**Task requirements**
Return every record exactly. Omit nothing.

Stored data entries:

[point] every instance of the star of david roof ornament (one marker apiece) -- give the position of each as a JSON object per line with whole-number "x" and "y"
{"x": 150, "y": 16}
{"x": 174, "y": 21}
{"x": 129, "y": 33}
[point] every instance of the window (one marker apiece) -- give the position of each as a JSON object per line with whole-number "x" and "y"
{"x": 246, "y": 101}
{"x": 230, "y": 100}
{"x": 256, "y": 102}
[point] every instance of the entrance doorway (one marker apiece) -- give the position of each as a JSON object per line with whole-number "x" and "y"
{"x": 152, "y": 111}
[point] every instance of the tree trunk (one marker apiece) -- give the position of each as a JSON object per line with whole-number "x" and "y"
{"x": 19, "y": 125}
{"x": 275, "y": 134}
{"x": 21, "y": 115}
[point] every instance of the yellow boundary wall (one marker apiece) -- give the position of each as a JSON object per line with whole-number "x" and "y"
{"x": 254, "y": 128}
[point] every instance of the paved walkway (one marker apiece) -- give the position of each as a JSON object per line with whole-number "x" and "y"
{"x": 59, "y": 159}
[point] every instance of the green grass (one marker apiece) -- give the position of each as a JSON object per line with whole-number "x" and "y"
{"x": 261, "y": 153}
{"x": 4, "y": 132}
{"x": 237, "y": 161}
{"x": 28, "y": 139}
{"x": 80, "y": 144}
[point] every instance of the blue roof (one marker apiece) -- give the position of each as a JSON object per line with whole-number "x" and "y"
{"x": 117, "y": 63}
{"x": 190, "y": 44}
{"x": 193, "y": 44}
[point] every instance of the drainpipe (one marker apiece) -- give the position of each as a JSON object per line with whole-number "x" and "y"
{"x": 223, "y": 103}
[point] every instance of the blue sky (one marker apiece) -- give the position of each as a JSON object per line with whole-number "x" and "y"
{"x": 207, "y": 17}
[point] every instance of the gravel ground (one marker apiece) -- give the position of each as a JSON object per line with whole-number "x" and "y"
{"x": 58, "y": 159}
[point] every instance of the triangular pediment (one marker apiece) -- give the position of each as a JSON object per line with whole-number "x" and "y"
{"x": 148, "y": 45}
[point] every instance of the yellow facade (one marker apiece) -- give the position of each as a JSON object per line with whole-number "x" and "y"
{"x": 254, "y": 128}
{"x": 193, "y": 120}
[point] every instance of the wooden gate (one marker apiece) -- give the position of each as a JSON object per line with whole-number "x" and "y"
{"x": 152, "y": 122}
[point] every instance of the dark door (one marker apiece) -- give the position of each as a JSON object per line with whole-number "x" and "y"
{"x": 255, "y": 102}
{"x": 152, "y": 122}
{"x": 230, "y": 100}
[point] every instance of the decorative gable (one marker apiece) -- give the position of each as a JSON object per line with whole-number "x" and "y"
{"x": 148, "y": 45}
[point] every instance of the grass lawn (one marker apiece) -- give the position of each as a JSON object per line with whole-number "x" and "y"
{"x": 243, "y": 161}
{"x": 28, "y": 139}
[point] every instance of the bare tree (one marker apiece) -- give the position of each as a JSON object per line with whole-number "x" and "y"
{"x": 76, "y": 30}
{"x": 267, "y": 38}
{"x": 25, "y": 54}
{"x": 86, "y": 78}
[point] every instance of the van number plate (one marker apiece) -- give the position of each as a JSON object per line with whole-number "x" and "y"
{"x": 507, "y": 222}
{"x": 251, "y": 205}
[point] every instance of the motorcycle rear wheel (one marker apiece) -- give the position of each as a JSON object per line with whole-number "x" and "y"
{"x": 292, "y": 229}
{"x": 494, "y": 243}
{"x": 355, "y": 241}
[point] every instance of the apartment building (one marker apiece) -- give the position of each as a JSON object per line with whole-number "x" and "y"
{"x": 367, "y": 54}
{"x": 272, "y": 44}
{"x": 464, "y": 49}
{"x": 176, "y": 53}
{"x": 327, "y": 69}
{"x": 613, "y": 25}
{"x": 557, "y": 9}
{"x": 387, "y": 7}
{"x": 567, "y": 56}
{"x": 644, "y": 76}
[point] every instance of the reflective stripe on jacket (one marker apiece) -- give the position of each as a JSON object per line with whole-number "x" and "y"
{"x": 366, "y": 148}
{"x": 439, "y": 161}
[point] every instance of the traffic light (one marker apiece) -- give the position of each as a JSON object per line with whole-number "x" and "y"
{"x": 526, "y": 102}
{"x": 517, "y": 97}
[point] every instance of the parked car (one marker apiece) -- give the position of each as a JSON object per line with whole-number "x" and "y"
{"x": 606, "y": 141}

**Output below**
[point] every instance of the star of david roof ornament (one marker apiece) -- give the position of each as a JSON object per line with whole-number "x" and "y"
{"x": 150, "y": 16}
{"x": 174, "y": 21}
{"x": 129, "y": 33}
[point] every instance of the window (one marker apiece) -- give the position of each as a JSON object per line with whole-number "x" and "y"
{"x": 246, "y": 101}
{"x": 230, "y": 100}
{"x": 256, "y": 102}
[point] every instance of the entrance doorway (one marker apiece) -- give the position of each as a JSON object per line with whole-number "x" and "y"
{"x": 152, "y": 111}
[point] every instance of the tree trunk (one marker apiece) -- give the position of each as a JSON object per line with whole-number "x" and "y"
{"x": 19, "y": 125}
{"x": 275, "y": 134}
{"x": 21, "y": 115}
[point] every instance of the yellow boundary wall (one marker apiece) -- give the position of each as a JSON object per line with whole-number "x" and "y"
{"x": 254, "y": 128}
[point] every instance of the paved walkway (one marker apiece) -- give the position of each as a JSON object per line with whole-number "x" and "y"
{"x": 59, "y": 159}
[point] every instance of the green grass (one marker apiece) -- give the position of each as a JSON object per line with whole-number "x" and "y"
{"x": 261, "y": 153}
{"x": 4, "y": 132}
{"x": 237, "y": 161}
{"x": 28, "y": 139}
{"x": 80, "y": 144}
[point] every instance of the blue roof (one marker apiece) -- give the position of each as a JSON object per line with whole-number "x" and "y"
{"x": 117, "y": 63}
{"x": 190, "y": 44}
{"x": 193, "y": 44}
[point] every instance of the drainpipe (one marker apiece) -- give the position of each as a JSON object per line with whole-number "x" and "y"
{"x": 223, "y": 103}
[point] every instance of the blue sky (one marker apiece) -- give the position of each as a JSON object per line with whole-number "x" and "y"
{"x": 207, "y": 17}
[point] every instance of the gravel ground (one marker apiece) -- give the position of each as a JSON object per line with whole-number "x" and "y"
{"x": 58, "y": 159}
[point] every instance of the triangular pediment (one marker apiece) -- give the position of each as a JSON object per line with whole-number "x" and "y"
{"x": 148, "y": 45}
[point] every instance of the yellow facade (one marker apiece) -- give the position of each as a JSON object per line with whole-number "x" and "y"
{"x": 254, "y": 128}
{"x": 193, "y": 120}
[point] every instance of the wooden gate (one marker apiece) -- give the position of each as a JSON object per line with whole-number "x" and "y"
{"x": 152, "y": 122}
[point] every instance of the dark door (one marker apiece) -- give the position of each as a JSON object per line with whole-number "x" and "y"
{"x": 255, "y": 102}
{"x": 152, "y": 122}
{"x": 230, "y": 100}
[point] every instance of the decorative gable (one marker apiece) -- give the position of each as a JSON object per line with whole-number "x" and "y"
{"x": 148, "y": 45}
[point] every instance of the grass lawn (one marker apiece) -- give the position of each as a JSON object per line with whole-number "x" and "y"
{"x": 243, "y": 161}
{"x": 28, "y": 139}
[point] every instance of the bare tree (one marker apiece) -- give the position of each as a JSON object per line with whole-number "x" and "y"
{"x": 76, "y": 30}
{"x": 267, "y": 38}
{"x": 25, "y": 54}
{"x": 86, "y": 78}
[point] every instance of the van number plate (one marker apiece) -- give the position of each as a JSON object per line with whole-number "x" and "y"
{"x": 507, "y": 222}
{"x": 251, "y": 205}
[point] every instance of the motorcycle rear wheel (one marker apiece) -- give the position of each as a JSON object per line with whole-number "x" and "y"
{"x": 292, "y": 229}
{"x": 494, "y": 243}
{"x": 355, "y": 241}
[point] every instance of the apartment building (one marker apiece) -- give the position of each as a JSON object per line with whole-number "x" and "y"
{"x": 367, "y": 54}
{"x": 272, "y": 44}
{"x": 464, "y": 49}
{"x": 176, "y": 53}
{"x": 327, "y": 69}
{"x": 613, "y": 25}
{"x": 557, "y": 9}
{"x": 387, "y": 7}
{"x": 567, "y": 56}
{"x": 644, "y": 76}
[point] every instance of the reflective stripe on jacket (one marker apiece) -- give the position of each as a JSON object per line with whole-number "x" and "y"
{"x": 366, "y": 148}
{"x": 439, "y": 161}
[point] every instance of the traffic light (one marker apiece) -- give the position of each as a JSON object per line with whole-number "x" and "y"
{"x": 526, "y": 102}
{"x": 517, "y": 97}
[point] every instance of the parked car (one marker apiece) -- give the position of each as a JSON object per line with whole-number "x" and "y"
{"x": 606, "y": 141}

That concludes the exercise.